» **DATASET ROWS**:

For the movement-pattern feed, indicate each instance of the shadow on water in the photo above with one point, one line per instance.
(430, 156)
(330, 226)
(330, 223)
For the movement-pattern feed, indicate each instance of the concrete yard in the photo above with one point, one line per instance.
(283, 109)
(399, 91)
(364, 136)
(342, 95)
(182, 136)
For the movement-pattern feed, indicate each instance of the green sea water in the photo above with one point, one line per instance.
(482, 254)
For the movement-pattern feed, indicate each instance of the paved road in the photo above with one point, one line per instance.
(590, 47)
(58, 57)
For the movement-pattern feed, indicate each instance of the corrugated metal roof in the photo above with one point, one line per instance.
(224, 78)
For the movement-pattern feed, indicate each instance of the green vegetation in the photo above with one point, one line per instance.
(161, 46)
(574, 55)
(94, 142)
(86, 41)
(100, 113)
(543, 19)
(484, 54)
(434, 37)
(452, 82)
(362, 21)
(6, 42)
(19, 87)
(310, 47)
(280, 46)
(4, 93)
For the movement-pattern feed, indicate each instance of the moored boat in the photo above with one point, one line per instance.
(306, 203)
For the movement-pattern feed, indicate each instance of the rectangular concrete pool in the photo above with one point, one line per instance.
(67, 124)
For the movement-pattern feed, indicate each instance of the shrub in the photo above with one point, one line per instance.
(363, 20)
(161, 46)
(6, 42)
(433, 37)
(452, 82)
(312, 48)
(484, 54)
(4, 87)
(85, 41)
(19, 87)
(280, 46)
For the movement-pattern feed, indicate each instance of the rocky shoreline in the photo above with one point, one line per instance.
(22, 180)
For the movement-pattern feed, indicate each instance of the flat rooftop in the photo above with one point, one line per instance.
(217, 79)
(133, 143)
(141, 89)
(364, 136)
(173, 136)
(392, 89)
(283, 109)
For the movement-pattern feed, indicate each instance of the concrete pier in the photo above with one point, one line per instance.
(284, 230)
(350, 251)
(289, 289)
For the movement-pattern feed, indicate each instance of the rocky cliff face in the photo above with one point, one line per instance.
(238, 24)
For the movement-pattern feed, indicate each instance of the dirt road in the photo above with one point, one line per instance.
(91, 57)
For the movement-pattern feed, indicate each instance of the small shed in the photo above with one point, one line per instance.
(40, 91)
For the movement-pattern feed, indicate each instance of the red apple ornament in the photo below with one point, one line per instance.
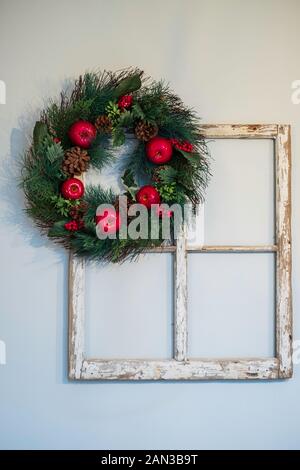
(163, 212)
(125, 102)
(159, 150)
(82, 133)
(109, 221)
(72, 188)
(148, 195)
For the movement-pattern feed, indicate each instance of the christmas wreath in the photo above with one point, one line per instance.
(169, 163)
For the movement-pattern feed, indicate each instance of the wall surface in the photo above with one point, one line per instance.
(234, 61)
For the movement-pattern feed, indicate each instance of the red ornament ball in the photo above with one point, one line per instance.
(74, 225)
(148, 195)
(125, 102)
(184, 145)
(159, 150)
(72, 188)
(82, 133)
(109, 221)
(164, 213)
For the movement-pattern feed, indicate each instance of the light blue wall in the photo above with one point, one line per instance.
(234, 61)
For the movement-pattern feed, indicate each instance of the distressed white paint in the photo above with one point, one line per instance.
(180, 298)
(239, 131)
(76, 316)
(180, 368)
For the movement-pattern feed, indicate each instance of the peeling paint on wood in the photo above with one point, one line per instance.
(76, 316)
(239, 131)
(180, 307)
(229, 369)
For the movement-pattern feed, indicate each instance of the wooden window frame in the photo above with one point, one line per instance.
(180, 367)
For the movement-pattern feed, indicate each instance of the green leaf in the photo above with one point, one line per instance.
(128, 178)
(128, 85)
(40, 132)
(167, 174)
(126, 119)
(54, 152)
(118, 136)
(137, 111)
(58, 229)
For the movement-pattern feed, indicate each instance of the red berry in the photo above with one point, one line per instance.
(183, 145)
(147, 196)
(109, 221)
(82, 133)
(72, 226)
(125, 102)
(72, 188)
(159, 150)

» **PROBLEM**:
Rewrite all the items above with "movement-pattern feed" renamed to "terrain survey" and everything else left as it is. Leave the pictures out of your answer.

» **OUTPUT**:
For the terrain survey, indicate each instance of the shadow on water in the photo above with one point, one line per instance.
(430, 156)
(330, 226)
(330, 223)
For the terrain survey, indicate each instance of the concrete yard in the photo above with one point, one line per instance.
(283, 109)
(399, 91)
(364, 136)
(342, 95)
(182, 136)
For the terrain survey, indicate each instance of the green sea water in the photo above with one point, one line per instance.
(482, 254)
For the terrain survey, indicate each instance of the paved road in the photo above with one point, one line per instance.
(590, 47)
(58, 57)
For the terrain survey, indicate each instance of the corrugated metal roof in the photo above with one point, one line per instance.
(224, 78)
For the terrain survey, indicate each instance of the green vegetation in the photo above with one point, one line per instance.
(161, 46)
(574, 55)
(94, 142)
(86, 41)
(100, 113)
(543, 19)
(484, 54)
(434, 37)
(452, 82)
(362, 21)
(6, 42)
(19, 87)
(310, 47)
(280, 46)
(4, 93)
For the terrain survey, indicate each instance of the moored boat in the photo above with one point, one line per instance.
(306, 203)
For the terrain survey, indicate each instance of the rectangular concrete pool in the photo above with one point, one line per instance.
(67, 124)
For the terrain survey, indicate each instance of the shrub in the photo above with one point, one line per instance.
(363, 20)
(161, 46)
(6, 42)
(433, 37)
(452, 82)
(312, 48)
(484, 54)
(4, 87)
(85, 41)
(19, 87)
(280, 46)
For the terrain survey, indicate each instance of the rocky shoreline in the photo above with one point, one line per instance.
(22, 180)
For the terrain survey, indicate each instance of the flat rooftop in the photo above with one point, one line per instance.
(217, 79)
(133, 143)
(141, 89)
(364, 136)
(173, 136)
(392, 89)
(283, 109)
For the terrain survey, indicate each instance of the concrete pier in the photo above with one point, one line per instance.
(284, 230)
(350, 251)
(289, 289)
For the terrain survey, indicate each instance of the rocky cliff face in the photo above with one point, one line per instance.
(238, 24)
For the terrain survey, indicate each instance of the dirt road in the photo above with one point, one line per instance.
(91, 57)
For the terrain survey, indicate each instance of the small shed in the photo above with one point, one line per instance.
(40, 91)
For the terrain survey, indicate each instance of the red apple ornament in the photo below with one point, one line per instance.
(163, 212)
(125, 102)
(159, 150)
(82, 133)
(109, 221)
(72, 188)
(148, 195)
For the terrain survey, indicate each instance of the christmas wreath in the photo above with one point, one line per instance.
(169, 163)
For the terrain survey, indicate each instance of the wall surface in the photo above with one point, one line per instance.
(234, 61)
For the terrain survey, indicate each instance of the red ornament ball in the photo above with one point, one line per instance.
(74, 225)
(148, 195)
(125, 102)
(184, 145)
(159, 150)
(72, 188)
(82, 133)
(109, 221)
(164, 213)
For the terrain survey, indicate each instance of the light blue wall in the photo above with one point, one line per instance.
(234, 61)
For the terrain survey, indicate each instance of the distressed white paint in the photo above with one point, one line per instance.
(180, 298)
(239, 131)
(76, 316)
(180, 368)
For the terrain survey, indicate each instance of the peeling paint on wood in the photo above with one point, one line per instance.
(76, 316)
(239, 131)
(180, 307)
(229, 369)
For the terrain survey, indicate each instance of the wooden window frame in the photo above with one point, one line per instance.
(180, 367)
For the terrain survey, indicate each instance of the green leaf in the photo above with one point, one line per instance.
(128, 178)
(128, 85)
(40, 132)
(167, 174)
(126, 119)
(54, 152)
(118, 136)
(137, 111)
(58, 229)
For the terrain survey, indicate each instance of the red berry in the photo above with one point, one line per instance.
(183, 145)
(147, 196)
(109, 221)
(82, 133)
(72, 226)
(125, 102)
(72, 188)
(159, 150)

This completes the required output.